Set problem: Rewrite the lines from the very first one down to the line containing "464L227 399L227 303L74", replacing "dense forest" with "sparse woodland" wherever it occurs and leaving everything else unchanged. Return only those lines.

Information supplied:
= = = =

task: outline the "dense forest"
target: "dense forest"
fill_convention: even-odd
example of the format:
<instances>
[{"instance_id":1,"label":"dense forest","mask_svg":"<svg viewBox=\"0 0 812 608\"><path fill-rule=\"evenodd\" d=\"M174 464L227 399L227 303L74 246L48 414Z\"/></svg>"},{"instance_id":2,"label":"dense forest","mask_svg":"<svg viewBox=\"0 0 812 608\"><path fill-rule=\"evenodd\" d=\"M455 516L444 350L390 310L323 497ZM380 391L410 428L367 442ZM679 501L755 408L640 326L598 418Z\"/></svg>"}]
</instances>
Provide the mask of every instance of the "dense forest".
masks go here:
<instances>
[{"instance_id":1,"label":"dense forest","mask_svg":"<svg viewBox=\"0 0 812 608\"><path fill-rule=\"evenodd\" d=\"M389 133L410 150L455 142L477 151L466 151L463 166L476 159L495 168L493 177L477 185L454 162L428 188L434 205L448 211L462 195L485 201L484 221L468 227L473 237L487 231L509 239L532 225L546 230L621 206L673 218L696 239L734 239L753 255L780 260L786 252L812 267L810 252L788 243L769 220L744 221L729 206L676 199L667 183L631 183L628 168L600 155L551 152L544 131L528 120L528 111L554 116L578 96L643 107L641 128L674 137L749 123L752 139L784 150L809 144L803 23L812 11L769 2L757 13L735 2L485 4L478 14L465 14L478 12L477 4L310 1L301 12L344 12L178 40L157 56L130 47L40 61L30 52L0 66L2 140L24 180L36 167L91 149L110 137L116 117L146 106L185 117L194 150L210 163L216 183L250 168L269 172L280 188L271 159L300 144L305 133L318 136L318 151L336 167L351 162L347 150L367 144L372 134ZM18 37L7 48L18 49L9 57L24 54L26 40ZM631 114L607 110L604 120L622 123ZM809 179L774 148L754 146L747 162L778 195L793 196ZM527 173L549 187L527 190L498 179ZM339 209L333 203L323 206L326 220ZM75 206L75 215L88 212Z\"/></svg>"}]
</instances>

= = = =

Response for this exercise:
task: outline the "sparse woodland"
target: "sparse woodland"
fill_convention: even-odd
example of the format:
<instances>
[{"instance_id":1,"label":"sparse woodland","mask_svg":"<svg viewBox=\"0 0 812 608\"><path fill-rule=\"evenodd\" d=\"M174 464L227 399L227 303L74 246L48 414Z\"/></svg>"},{"instance_id":2,"label":"sparse woodland","mask_svg":"<svg viewBox=\"0 0 812 608\"><path fill-rule=\"evenodd\" d=\"M455 516L444 350L390 310L323 497ZM380 391L410 428L367 442ZM679 501L755 408L640 326L598 418Z\"/></svg>"}]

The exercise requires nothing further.